* Begin RECORDS TO USE *
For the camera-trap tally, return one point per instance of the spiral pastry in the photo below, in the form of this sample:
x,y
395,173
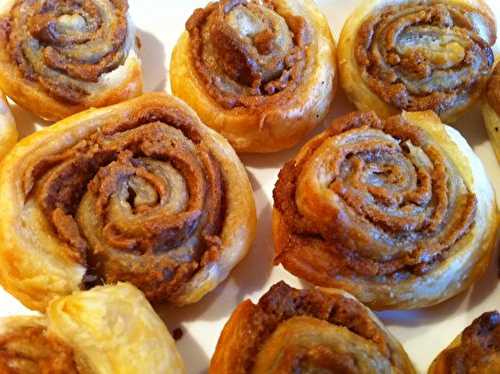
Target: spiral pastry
x,y
108,330
491,111
417,55
307,331
139,192
399,212
8,129
476,350
59,57
261,73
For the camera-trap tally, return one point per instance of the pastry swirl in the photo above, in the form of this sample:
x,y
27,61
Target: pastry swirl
x,y
383,208
144,193
417,56
491,110
78,54
292,331
475,350
110,329
249,68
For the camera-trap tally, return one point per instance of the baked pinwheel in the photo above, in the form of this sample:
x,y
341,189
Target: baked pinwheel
x,y
307,331
261,73
140,192
8,130
417,55
491,111
108,330
398,212
476,350
60,57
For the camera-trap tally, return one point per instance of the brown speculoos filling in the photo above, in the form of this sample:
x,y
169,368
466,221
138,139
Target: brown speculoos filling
x,y
65,44
139,201
248,53
421,57
31,350
401,203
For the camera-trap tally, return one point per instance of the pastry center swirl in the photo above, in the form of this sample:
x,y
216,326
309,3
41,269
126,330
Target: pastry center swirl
x,y
423,56
140,202
246,51
382,195
65,45
30,351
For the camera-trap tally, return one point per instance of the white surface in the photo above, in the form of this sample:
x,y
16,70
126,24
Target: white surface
x,y
423,332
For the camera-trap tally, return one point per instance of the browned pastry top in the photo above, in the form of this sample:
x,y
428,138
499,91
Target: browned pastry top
x,y
282,303
493,90
64,44
30,350
479,349
248,53
424,55
139,201
372,198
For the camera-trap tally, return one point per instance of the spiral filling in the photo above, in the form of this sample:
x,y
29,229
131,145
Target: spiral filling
x,y
248,51
296,331
66,45
424,55
141,202
31,350
479,349
379,198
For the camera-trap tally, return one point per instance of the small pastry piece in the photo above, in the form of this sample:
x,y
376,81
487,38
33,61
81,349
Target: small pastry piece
x,y
8,130
60,57
108,330
261,73
140,192
475,351
417,55
307,331
491,111
398,212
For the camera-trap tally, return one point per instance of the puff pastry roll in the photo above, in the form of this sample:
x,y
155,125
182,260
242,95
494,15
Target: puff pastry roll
x,y
140,192
108,330
261,73
59,57
307,331
491,111
417,55
8,130
398,212
476,350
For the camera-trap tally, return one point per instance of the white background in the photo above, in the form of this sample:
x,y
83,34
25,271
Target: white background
x,y
423,332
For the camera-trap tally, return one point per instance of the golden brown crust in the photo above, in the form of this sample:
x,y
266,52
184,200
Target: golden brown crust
x,y
8,130
491,111
55,83
475,350
383,68
141,192
271,101
289,330
108,330
398,212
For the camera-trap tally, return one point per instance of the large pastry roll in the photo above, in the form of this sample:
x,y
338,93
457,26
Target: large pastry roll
x,y
398,212
417,55
8,129
307,331
262,73
140,192
475,351
108,330
491,111
59,57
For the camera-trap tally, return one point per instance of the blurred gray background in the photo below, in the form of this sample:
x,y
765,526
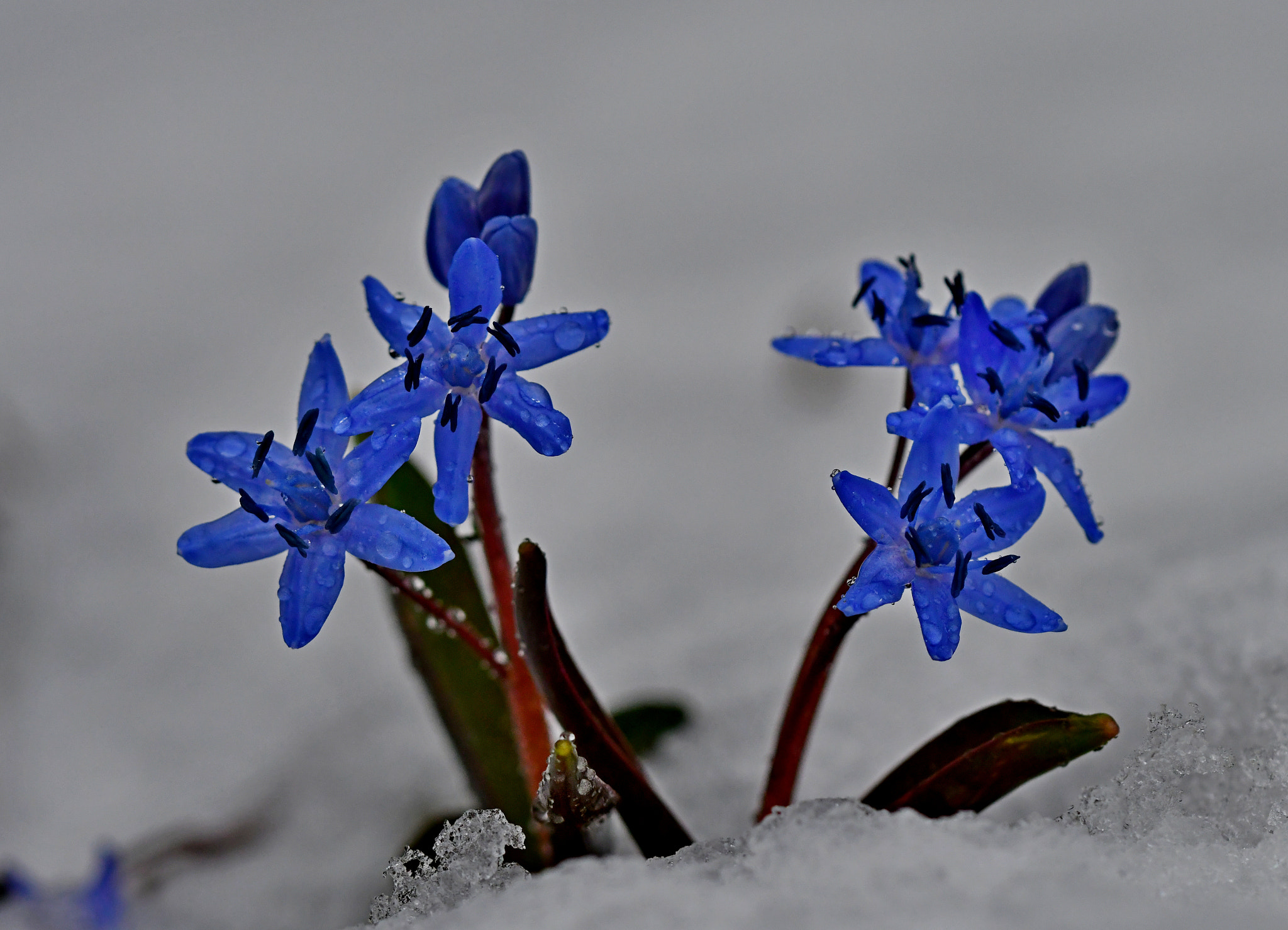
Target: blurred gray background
x,y
190,196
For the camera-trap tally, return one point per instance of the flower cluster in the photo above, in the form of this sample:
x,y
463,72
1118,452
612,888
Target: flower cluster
x,y
1018,370
312,500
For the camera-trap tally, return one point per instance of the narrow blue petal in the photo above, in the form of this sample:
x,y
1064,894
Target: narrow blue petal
x,y
232,540
514,240
309,588
506,191
452,218
1002,603
394,540
526,407
452,455
387,402
1087,334
1068,289
936,612
474,280
1057,464
881,580
871,506
374,462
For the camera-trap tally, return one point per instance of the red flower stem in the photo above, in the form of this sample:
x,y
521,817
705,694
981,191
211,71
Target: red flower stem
x,y
527,710
440,612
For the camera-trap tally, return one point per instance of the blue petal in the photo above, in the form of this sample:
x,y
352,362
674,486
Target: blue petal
x,y
394,320
526,407
366,469
514,240
936,612
452,218
232,540
506,191
474,281
309,588
387,402
1068,289
553,335
324,388
1057,464
1087,334
871,506
394,540
881,580
1002,603
452,455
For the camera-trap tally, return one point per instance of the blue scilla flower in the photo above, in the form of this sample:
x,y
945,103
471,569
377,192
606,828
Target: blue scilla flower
x,y
311,499
465,365
911,335
497,213
929,539
1027,370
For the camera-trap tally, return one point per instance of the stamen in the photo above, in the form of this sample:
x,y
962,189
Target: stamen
x,y
336,521
1008,338
294,540
505,339
863,289
411,380
306,432
421,328
999,565
250,507
260,454
323,468
1084,378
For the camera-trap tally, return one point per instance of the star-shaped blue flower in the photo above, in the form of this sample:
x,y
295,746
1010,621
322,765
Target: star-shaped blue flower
x,y
311,499
911,335
1027,370
496,213
928,539
462,366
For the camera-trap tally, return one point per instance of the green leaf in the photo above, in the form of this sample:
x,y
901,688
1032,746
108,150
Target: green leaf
x,y
987,755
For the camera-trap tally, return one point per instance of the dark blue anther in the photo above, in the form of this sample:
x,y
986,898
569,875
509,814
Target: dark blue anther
x,y
505,339
294,540
1009,339
411,380
1084,377
250,507
491,379
999,565
863,289
989,524
306,432
323,468
421,328
260,454
1042,406
336,521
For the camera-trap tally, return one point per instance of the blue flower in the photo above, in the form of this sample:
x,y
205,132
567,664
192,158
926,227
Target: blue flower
x,y
928,539
1027,370
311,499
497,213
911,335
463,366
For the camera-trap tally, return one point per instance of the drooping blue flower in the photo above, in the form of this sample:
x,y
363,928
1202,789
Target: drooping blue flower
x,y
911,335
467,365
928,538
497,213
1028,370
311,499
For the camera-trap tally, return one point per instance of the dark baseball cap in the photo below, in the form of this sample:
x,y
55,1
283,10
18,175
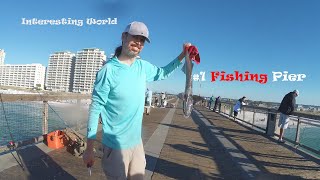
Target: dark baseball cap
x,y
138,28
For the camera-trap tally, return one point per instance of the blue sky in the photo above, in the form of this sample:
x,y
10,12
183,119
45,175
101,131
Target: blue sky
x,y
259,36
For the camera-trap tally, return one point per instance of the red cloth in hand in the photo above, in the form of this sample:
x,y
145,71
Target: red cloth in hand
x,y
194,54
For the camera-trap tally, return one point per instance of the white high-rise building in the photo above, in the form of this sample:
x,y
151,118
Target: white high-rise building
x,y
22,75
88,63
2,56
60,71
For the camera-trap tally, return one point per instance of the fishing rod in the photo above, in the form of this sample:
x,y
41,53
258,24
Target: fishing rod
x,y
11,145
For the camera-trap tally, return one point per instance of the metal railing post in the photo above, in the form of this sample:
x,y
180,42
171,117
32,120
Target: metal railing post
x,y
271,123
254,113
45,118
243,115
297,139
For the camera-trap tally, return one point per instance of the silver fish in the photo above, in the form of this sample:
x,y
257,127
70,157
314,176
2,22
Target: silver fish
x,y
188,101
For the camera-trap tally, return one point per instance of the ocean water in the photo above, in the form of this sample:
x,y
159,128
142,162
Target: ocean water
x,y
25,119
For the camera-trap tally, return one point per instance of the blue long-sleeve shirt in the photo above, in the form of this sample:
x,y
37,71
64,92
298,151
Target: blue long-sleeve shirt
x,y
118,95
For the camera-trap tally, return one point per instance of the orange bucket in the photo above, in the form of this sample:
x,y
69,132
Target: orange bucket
x,y
55,139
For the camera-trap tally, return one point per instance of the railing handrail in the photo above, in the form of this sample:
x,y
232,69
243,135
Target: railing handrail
x,y
42,97
298,114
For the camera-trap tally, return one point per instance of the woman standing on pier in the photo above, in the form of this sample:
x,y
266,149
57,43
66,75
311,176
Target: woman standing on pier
x,y
119,95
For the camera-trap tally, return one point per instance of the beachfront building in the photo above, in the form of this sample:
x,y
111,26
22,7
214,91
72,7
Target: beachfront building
x,y
22,75
88,63
60,71
2,56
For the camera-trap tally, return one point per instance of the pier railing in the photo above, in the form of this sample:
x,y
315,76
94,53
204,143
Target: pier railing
x,y
303,130
27,117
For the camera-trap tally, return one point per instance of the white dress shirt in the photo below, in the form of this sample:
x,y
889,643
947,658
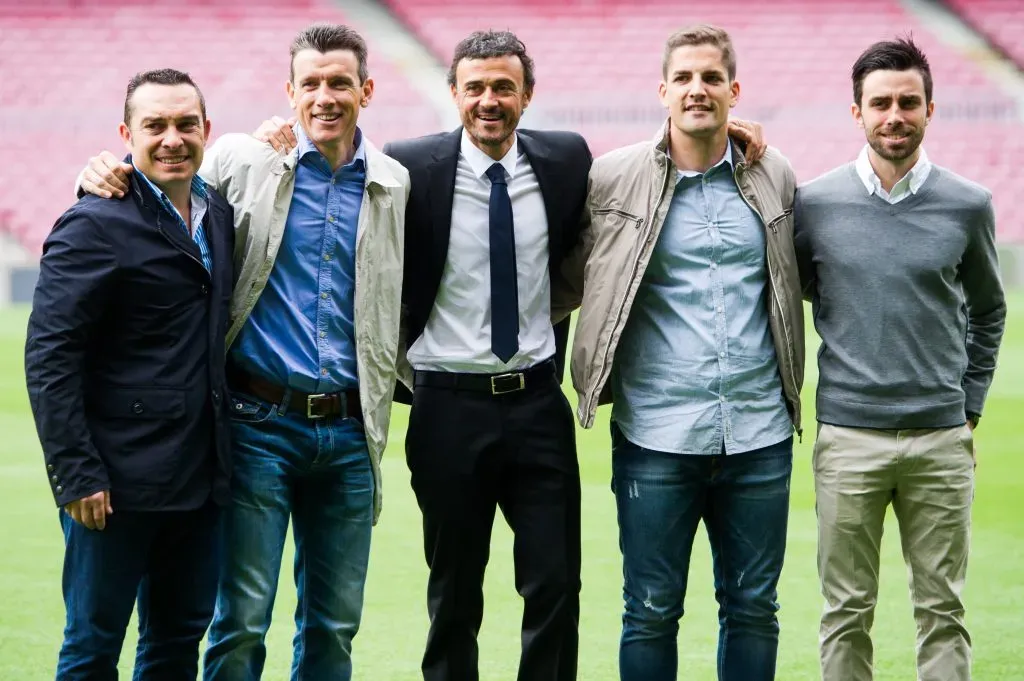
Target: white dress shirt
x,y
457,336
907,184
* End RECORDS TO USE *
TASK TO COMPLETE:
Output only these lines, word for word: the line containing "of the beachfront" and every line after it through the last line of the data. Omit the pictures.

RESPONSE TO THIS TASK:
For the camera-trap tally, return one point per instance of the beachfront building in the photo above, in the form of this sample:
x,y
111,26
22,7
214,91
72,7
Target: beachfront building
x,y
22,75
88,63
60,71
2,56
For the camera-trap tally, return one point per instance of the pier railing in the photo above, in the form of this sample:
x,y
315,76
94,53
204,143
Target: pier railing
x,y
303,130
27,117
For the camera-trap tally, return one point per instance of the white dress shirt in the photo below, in the form of this sample:
x,y
889,643
947,658
Target: white dress shirt
x,y
457,336
907,184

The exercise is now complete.